▶ [Work instruction] Would you give the listing again exactly as written, minus its pictures?

━━━━━━━━━━━━━━━━━━━━━━━━━━━━━━

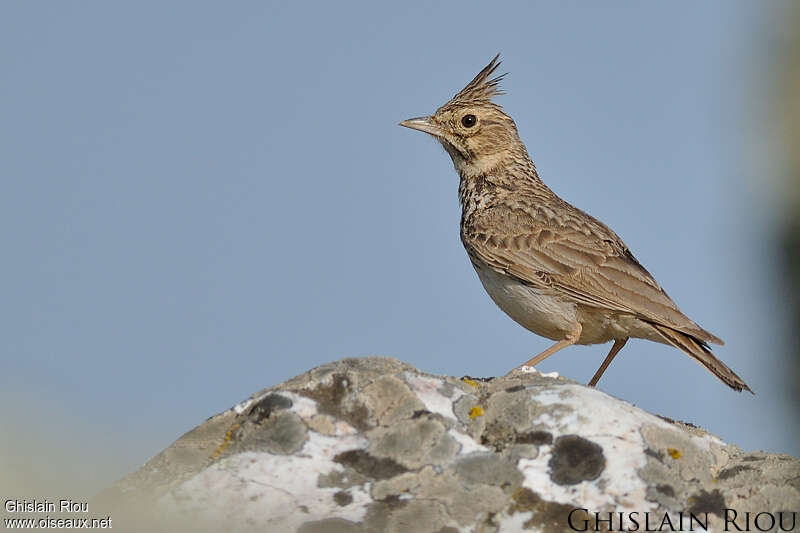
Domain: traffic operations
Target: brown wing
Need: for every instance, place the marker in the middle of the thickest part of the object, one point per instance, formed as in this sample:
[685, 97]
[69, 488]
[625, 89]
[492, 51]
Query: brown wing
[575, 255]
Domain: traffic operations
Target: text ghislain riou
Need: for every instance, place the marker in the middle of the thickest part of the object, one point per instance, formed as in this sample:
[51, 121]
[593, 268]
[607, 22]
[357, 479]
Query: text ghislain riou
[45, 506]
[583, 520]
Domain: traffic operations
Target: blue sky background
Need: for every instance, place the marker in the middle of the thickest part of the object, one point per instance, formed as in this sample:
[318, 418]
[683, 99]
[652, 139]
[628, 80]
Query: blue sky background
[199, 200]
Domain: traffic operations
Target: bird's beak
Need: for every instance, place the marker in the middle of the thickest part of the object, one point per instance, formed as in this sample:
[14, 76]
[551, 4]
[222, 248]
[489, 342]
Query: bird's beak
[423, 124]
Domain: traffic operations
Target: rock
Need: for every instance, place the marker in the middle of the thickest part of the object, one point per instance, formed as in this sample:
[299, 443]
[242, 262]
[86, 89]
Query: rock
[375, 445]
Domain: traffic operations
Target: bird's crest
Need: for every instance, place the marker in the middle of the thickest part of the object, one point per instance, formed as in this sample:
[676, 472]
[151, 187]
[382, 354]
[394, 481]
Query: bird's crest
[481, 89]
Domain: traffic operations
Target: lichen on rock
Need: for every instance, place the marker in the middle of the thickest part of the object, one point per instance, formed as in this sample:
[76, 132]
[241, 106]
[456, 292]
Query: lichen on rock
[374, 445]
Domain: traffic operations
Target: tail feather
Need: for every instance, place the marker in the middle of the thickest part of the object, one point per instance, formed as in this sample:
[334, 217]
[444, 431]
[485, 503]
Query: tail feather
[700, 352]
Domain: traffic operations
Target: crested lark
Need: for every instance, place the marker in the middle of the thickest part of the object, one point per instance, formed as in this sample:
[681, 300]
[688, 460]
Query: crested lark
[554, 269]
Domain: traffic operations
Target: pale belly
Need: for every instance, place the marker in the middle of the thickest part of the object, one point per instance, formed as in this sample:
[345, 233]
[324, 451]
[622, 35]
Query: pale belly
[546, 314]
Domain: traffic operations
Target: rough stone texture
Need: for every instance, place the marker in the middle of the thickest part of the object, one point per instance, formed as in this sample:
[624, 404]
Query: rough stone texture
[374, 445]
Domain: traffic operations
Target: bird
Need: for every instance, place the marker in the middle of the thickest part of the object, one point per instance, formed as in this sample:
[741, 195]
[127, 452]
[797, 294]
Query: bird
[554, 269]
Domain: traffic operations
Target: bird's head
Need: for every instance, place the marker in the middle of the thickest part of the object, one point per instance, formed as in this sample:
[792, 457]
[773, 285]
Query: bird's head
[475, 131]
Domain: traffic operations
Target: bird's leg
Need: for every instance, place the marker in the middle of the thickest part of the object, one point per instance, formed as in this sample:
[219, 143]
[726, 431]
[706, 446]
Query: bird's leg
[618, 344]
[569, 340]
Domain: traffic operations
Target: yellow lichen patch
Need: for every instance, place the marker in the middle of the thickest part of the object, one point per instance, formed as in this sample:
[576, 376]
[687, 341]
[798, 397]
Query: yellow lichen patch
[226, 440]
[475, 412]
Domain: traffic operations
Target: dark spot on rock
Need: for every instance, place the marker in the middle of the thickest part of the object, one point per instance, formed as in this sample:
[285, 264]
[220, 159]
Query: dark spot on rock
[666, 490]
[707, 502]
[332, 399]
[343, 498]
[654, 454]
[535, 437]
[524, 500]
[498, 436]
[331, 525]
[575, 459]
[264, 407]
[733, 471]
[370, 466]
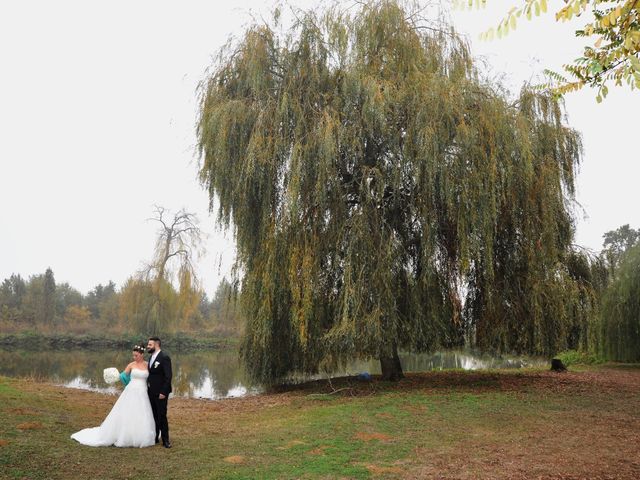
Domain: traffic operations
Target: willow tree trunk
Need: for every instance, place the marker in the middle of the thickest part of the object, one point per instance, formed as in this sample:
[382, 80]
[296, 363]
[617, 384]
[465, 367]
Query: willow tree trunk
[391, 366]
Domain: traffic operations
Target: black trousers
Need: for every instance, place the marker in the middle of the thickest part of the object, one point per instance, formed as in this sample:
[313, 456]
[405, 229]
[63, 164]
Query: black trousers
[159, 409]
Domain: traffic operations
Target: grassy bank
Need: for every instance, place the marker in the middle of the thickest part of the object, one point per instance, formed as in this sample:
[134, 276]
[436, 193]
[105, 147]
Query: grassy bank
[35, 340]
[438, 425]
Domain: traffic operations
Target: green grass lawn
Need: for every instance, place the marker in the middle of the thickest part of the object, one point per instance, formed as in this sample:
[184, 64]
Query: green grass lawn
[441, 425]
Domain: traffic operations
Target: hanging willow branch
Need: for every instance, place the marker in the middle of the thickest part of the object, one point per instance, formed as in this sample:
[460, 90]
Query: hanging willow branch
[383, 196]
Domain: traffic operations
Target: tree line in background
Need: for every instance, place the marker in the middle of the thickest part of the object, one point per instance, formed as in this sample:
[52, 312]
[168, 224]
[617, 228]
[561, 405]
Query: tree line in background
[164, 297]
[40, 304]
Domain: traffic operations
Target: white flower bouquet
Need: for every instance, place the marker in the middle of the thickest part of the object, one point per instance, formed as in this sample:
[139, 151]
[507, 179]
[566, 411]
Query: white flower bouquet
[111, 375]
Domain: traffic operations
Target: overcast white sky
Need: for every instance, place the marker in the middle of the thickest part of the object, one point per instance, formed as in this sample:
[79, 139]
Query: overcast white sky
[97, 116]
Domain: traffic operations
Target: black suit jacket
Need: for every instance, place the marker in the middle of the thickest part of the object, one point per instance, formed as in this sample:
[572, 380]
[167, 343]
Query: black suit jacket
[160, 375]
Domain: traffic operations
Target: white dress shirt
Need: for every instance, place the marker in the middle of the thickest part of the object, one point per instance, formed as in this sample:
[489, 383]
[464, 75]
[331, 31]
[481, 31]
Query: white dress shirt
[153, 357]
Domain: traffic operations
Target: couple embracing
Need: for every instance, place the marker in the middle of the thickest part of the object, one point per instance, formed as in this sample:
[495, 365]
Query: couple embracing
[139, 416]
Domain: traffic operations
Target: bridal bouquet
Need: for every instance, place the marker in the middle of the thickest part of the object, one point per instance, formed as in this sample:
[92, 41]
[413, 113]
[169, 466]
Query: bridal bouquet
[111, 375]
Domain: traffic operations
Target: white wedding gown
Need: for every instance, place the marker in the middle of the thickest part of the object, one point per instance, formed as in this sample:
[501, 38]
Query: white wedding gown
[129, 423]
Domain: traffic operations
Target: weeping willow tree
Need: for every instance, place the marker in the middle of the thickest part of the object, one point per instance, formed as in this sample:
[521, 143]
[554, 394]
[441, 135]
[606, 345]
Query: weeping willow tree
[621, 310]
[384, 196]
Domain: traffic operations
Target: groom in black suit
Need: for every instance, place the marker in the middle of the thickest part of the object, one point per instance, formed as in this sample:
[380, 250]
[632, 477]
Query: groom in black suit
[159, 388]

━━━━━━━━━━━━━━━━━━━━━━━━━━━━━━

▶ [Expected answer]
Domain: traffic operations
Target: brown wing
Need: for every instance, place the marker in the middle of the thickest part of the object, one point per instance, formed as in this sample:
[685, 97]
[69, 488]
[625, 89]
[492, 51]
Query: brown wing
[575, 255]
Domain: traffic operations
Target: text ghislain riou
Need: for every instance, place the marker in the middle of the thickest part of the object, one point per instance, formed as in this sample:
[51, 121]
[593, 268]
[607, 22]
[357, 479]
Query: text ghislain riou
[45, 506]
[583, 520]
Domain: traffic operations
Target: blue sky background
Need: for every instance, place the marker in the middle of the thickest part of the object, one point per instance, formed as in this sample:
[318, 418]
[683, 99]
[652, 139]
[628, 80]
Query: blue sky background
[199, 200]
Domain: traffic operations
Target: bird's beak
Need: for every instance, place the marker in the middle of the thickest part of the object, one point per instance, formed as in this sample:
[14, 76]
[551, 4]
[222, 248]
[489, 342]
Query: bird's beak
[423, 124]
Domain: traffic operations
Target: rock
Need: for every instance, place the marker in the middle of the thickest part of the object, one point per instance, formed as in this sample:
[299, 443]
[242, 262]
[86, 89]
Query: rock
[375, 445]
Domain: traffic operations
Target: bird's crest
Need: for every instance, place the marker in the middle of the thickest part of the object, one point per instance, formed as in this sample:
[676, 472]
[151, 187]
[382, 354]
[394, 481]
Query: bird's crest
[481, 89]
Domain: traffic operations
Target: lichen on rock
Need: for every instance, place the marker in the middle of the thickest part of the object, one point per instance, formed as in this sample:
[76, 132]
[241, 106]
[456, 292]
Query: lichen on rock
[374, 445]
Domain: traffic operations
Target: tail feather
Need: for every instance, place the marker in the middle of the thickest part of the object, one point per instance, formed as in this sample:
[334, 217]
[444, 431]
[485, 503]
Query: tail feather
[700, 352]
Domain: traffic operations
Target: crested lark
Need: for every instance, place the marker in the middle of the thickest part of the object, one point per instance, formed as in this sample:
[681, 300]
[688, 460]
Query: crested lark
[554, 269]
Domain: traffic operations
Target: pale belly
Need: for every instance, place the marker in the middle of the thickest part of the object, one point per instance, formed as in this sample:
[345, 233]
[324, 451]
[622, 35]
Query: pale belly
[546, 314]
Domain: traffic operations
Target: rough stone texture
Need: for every instance, place the marker in the middle of the thickest part of the object, one point per instance, formed as in this sample:
[624, 404]
Query: rough stone texture
[374, 445]
Domain: traffic operations
Target: bird
Need: for every instance, place the marker in the middle of the thickest part of the object, one point per instance, formed as in this sample:
[741, 195]
[127, 452]
[797, 294]
Query: bird
[554, 269]
Domain: traffic operations
Target: bird's head
Need: for every instance, place the marker in the middle of the thickest part of the object, one point per instance, formed as in this sample:
[792, 457]
[773, 285]
Query: bird's head
[475, 131]
Domain: traffic operations
Target: bird's leg
Need: for every instance, place the marker in the middle of the thickest part of the object, one point per instance, formed as in this sample:
[219, 143]
[726, 431]
[706, 446]
Query: bird's leg
[618, 344]
[569, 340]
Domain: traffic operations
Target: yellow lichen patch
Need: for every instance, place the marker in the middle of the thickest part of the object, one point per instance, formed as in this sample:
[576, 376]
[687, 341]
[798, 397]
Query: yellow lichen patch
[226, 440]
[475, 412]
Domain: traffic operations
Target: dark spot on rock
Need: for every instance, place the marker in the middle of the thickest part of the object, one point per instance, formed as in this sample:
[285, 264]
[220, 159]
Query: dark spot on rock
[666, 490]
[707, 502]
[332, 399]
[343, 498]
[654, 454]
[535, 437]
[524, 500]
[498, 436]
[331, 525]
[575, 459]
[264, 407]
[733, 471]
[370, 466]
Domain: traffic operations
Target: willow tree trunk
Need: for every instance, place the marker in the middle of the thickest part of the object, one point per instance, formed as in this sample:
[382, 80]
[296, 363]
[617, 384]
[465, 367]
Query: willow tree trunk
[391, 366]
Domain: traffic operations
Target: black trousers
Need: for every instance, place the marker in the middle of the thickest part of the object, one point per instance, formed as in this sample:
[313, 456]
[405, 229]
[63, 164]
Query: black trousers
[159, 409]
Domain: traffic operations
Target: grassy bank
Need: for every instance, place the marker in the middle of the thickest part of the object, one point per instance, formed as in this sample:
[134, 276]
[436, 193]
[105, 147]
Query: grassy bank
[35, 340]
[438, 425]
Domain: traffic operations
Target: green grass lawn
Need: for every instance, place the marker in the middle of the thickest part of the object, one point per instance, formed as in this sample:
[184, 64]
Query: green grass lawn
[441, 425]
Domain: traffic operations
Target: hanging willow branch
Need: for every instance, place the marker in the middle of the thickest part of the object, one point per instance, formed as in this sample:
[460, 90]
Query: hanging willow branch
[383, 196]
Domain: traffic operations
Target: tree line in background
Need: for every instance, place the marker in the middle of the thickest part of the object, one point per instance, formed as in this sample:
[52, 312]
[168, 224]
[617, 228]
[561, 405]
Query: tree line in background
[164, 297]
[40, 304]
Domain: traffic operations
Target: white flower bouquet
Need: for every instance, place the marker in the middle of the thickest part of the object, one point per instance, formed as in this sample:
[139, 151]
[507, 179]
[566, 411]
Query: white flower bouquet
[111, 375]
Domain: traffic operations
Target: overcast white sky
Need: for every instance, place the marker in the middle of the thickest part of the object, one point per instance, formed as in this sample:
[79, 139]
Query: overcast white sky
[97, 116]
Domain: traffic operations
Target: black suit jacket
Need: for every instance, place the marker in the middle of the thickest part of the object, one point per instance, formed as in this sample:
[572, 380]
[167, 343]
Query: black suit jacket
[160, 375]
Domain: traffic operations
Target: white dress shirt
Need: for every instance, place the marker in the middle of the thickest part of the object, one point per instance, formed as in this sample:
[489, 383]
[464, 75]
[331, 31]
[481, 31]
Query: white dress shirt
[153, 357]
Domain: traffic operations
Target: couple embracing
Need: for every instance, place the marker in the middle of the thickest part of the object, one point per instance, formed as in this sample:
[495, 365]
Query: couple embracing
[139, 416]
Domain: traffic operations
Target: bridal bouquet
Need: for every instance, place the marker in the middle of the thickest part of the object, one point per instance, formed as in this sample:
[92, 41]
[413, 113]
[169, 466]
Query: bridal bouquet
[111, 375]
Domain: traffic operations
Target: white wedding gown
Need: for every instance, place the marker in the middle of the thickest part of the object, one point per instance, formed as in this sample:
[501, 38]
Query: white wedding gown
[129, 423]
Domain: traffic operations
Target: weeping willow tree
Need: for every instance, place the marker in the middle of the thickest part of the object, one point per instance, formed as in this sample:
[521, 143]
[554, 394]
[441, 135]
[606, 345]
Query: weeping willow tree
[621, 310]
[384, 196]
Domain: traffic operations
Target: groom in black suit
Need: for every instance, place the marker in the middle of the thickest part of the object, one point per instance, formed as in this sample:
[380, 250]
[632, 477]
Query: groom in black suit
[159, 388]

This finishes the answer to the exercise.